● **DIRECTION A**: According to the review, which actor plays Gilderoy Lockhart?
● **DIRECTION B**: Please condense the review's paragraph beginning "In this number, young Master Potter" into a short bulleted list that keeps its main facts.
● **DIRECTION C**: Transcribe the review word for word from "By Richard von" to "on the clock.".

● **TEXT SEGMENT**:

--- --- ---

There are no real secrets in 'Harry Potter and the Chamber of Secrets'

By Richard von Busack

LIKE Spy Kids 2, Harry Potter and the Chamber of Secrets isn't really meant to be consumed on a large screen. Though every two out of three kids in America will turn up for the opening, the real watching and rewatching will begin in earnest when the film is released on video and DVD a year from now. Thus, Harry Potter and the Chamber of Secrets is relentlessly packed with roller-coaster sequences, animated spiders and snakes. Part of the appeal of English boarding school movies is the idea of luxury and exclusivity--of lounging around the solitude of ancient stones. But this sequel to last year's hit, made by raised-in-Sunnyvale writer Steve Kloves and director Chris Columbus, is desperate to top the last one. And so the film hustles you through Hogwarts like a tour guide with an eye on the clock.

In this number, young Master Potter (sweet, bland Daniel Radcliffe) is rescued from his horrible aunt and uncle (Fiona Shaw and Richard Griffiths again) and returned to the magic boarding school where he spent his last term. But this time, Harry is blocked by a cringing computer-animated house elf named Dobby--Jar Jar Binks' more obsequious cousin, complete with wiggling ears. When he gets to school, there's a new instructor, the ridiculously inept and full of himself Gilderoy Lockhart (Kenneth Branagh)--and an encounter with Harry's nemesis, Draco (Tom Felton), and his equally supercilious father, Lucius (Jason Isaacs). Harry has to thwart an ancient force, connected to a prophecy of doom for Hogwarts; it's roaming at will, paralyzing the students. Under suspicion is not just the hairy giant Hagrid (Robbie Coltrane) but Harry himself, since his ancestry may be connected to the most unsavory of Hogwarts' four founders.

--- --- ---

● **DATASET ROWS**:
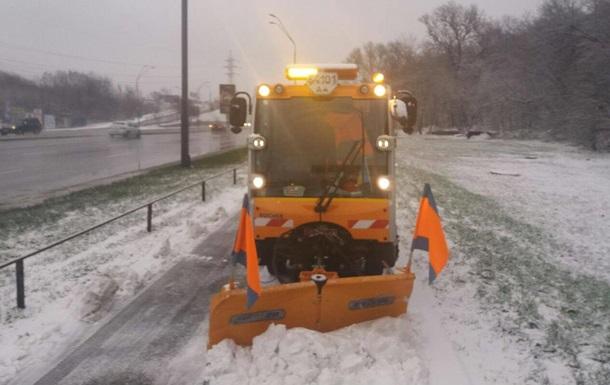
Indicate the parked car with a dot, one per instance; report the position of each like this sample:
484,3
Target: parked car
27,125
7,128
124,129
217,126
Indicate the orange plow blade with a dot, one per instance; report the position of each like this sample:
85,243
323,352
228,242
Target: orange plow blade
338,303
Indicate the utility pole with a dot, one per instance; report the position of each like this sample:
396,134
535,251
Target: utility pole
277,21
185,158
230,67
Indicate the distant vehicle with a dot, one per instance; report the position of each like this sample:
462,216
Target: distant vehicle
124,129
27,125
217,126
7,128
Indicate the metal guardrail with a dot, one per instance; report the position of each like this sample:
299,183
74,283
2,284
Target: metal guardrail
18,262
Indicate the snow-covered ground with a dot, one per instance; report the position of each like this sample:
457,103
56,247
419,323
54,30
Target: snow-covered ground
525,298
73,287
513,305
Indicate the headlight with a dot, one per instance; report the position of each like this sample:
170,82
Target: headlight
258,181
383,182
379,90
378,77
256,142
264,90
385,143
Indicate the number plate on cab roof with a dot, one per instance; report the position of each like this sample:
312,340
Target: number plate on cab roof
323,83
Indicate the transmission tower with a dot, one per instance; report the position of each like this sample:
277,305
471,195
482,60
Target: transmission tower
230,66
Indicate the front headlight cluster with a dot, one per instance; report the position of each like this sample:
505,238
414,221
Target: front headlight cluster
256,142
257,181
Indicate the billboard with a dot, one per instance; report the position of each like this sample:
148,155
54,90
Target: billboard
226,94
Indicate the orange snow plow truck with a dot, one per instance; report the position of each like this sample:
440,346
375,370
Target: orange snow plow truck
322,201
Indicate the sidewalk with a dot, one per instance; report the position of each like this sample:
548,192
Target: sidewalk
139,345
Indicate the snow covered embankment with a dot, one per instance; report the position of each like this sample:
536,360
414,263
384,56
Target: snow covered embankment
70,289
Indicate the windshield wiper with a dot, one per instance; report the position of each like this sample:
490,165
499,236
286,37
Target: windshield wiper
331,189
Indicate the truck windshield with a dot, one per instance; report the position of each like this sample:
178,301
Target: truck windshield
309,143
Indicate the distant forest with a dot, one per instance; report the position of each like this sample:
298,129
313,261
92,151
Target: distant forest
81,95
545,76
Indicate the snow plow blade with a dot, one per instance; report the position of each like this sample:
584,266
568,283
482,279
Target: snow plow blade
340,302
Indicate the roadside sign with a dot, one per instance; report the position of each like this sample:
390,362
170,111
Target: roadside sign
226,94
323,83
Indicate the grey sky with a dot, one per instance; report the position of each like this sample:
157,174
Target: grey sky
119,36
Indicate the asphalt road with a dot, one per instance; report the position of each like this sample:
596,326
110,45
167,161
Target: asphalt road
142,344
33,168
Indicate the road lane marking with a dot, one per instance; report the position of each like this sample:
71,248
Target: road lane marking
117,155
11,171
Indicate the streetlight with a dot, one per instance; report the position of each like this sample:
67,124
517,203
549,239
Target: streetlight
276,21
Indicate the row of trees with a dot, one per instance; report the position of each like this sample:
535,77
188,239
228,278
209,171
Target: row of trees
85,96
545,74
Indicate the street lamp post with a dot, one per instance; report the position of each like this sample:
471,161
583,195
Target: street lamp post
185,158
276,21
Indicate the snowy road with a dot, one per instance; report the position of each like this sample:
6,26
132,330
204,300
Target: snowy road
141,343
516,304
30,169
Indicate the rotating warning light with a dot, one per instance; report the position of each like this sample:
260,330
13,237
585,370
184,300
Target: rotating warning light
385,143
379,90
383,182
301,73
258,181
264,90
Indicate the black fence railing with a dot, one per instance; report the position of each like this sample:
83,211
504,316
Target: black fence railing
18,262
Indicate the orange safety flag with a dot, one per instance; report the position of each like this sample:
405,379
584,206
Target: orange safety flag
244,252
429,235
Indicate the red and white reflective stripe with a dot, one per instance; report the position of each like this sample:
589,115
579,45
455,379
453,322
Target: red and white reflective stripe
362,224
273,222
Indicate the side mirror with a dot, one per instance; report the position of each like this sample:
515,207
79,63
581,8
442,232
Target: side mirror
410,108
238,113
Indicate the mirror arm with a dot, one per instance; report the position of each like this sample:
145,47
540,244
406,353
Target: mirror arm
249,100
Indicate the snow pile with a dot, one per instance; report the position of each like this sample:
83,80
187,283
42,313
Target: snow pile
72,288
377,352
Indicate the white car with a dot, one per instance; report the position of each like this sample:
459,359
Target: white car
124,129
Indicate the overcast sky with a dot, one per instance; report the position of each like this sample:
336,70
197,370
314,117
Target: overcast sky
117,37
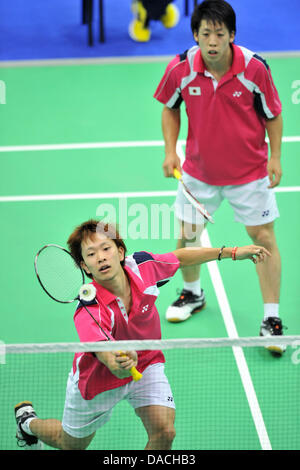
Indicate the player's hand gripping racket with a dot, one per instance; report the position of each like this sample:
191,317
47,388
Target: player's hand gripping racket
198,206
63,280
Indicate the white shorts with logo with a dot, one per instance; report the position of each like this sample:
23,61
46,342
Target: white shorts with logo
253,203
82,417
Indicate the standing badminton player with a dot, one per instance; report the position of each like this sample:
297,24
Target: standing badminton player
126,291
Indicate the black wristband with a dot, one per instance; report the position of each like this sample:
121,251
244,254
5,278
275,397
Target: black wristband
220,253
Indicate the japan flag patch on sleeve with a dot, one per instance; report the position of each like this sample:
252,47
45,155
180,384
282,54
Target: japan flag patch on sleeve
195,90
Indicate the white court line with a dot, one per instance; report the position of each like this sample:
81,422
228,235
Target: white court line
237,351
101,145
119,195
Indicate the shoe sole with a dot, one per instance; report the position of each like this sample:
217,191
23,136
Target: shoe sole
276,351
23,403
178,320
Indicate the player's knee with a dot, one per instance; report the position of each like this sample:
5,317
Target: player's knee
166,435
263,237
190,233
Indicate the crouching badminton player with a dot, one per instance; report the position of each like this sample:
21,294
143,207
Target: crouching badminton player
126,291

--- --- ---

● **CORRECT OUTPUT A**: Kenneth Branagh

● **CORRECT OUTPUT B**:
- Harry (Daniel Radcliffe) is rescued from his aunt and uncle (Fiona Shaw and Richard Griffiths) and returns to the magic boarding school.
- A computer-animated house elf, Dobby, blocks him.
- At school he meets a new, inept and vain instructor, Gilderoy Lockhart (Kenneth Branagh), and encounters Draco (Tom Felton) and his father, Lucius (Jason Isaacs).
- Harry must thwart an ancient force, tied to a prophecy of doom for Hogwarts, that roams the school paralyzing students.
- Both Hagrid (Robbie Coltrane) and Harry fall under suspicion, Harry because his ancestry may be connected to the most unsavory of the four founders.

● **CORRECT OUTPUT C**:
By Richard von Busack

LIKE Spy Kids 2, Harry Potter and the Chamber of Secrets isn't really meant to be consumed on a large screen. Though every two out of three kids in America will turn up for the opening, the real watching and rewatching will begin in earnest when the film is released on video and DVD a year from now. Thus, Harry Potter and the Chamber of Secrets is relentlessly packed with roller-coaster sequences, animated spiders and snakes. Part of the appeal of English boarding school movies is the idea of luxury and exclusivity--of lounging around the solitude of ancient stones. But this sequel to last year's hit, made by raised-in-Sunnyvale writer Steve Kloves and director Chris Columbus, is desperate to top the last one. And so the film hustles you through Hogwarts like a tour guide with an eye on the clock.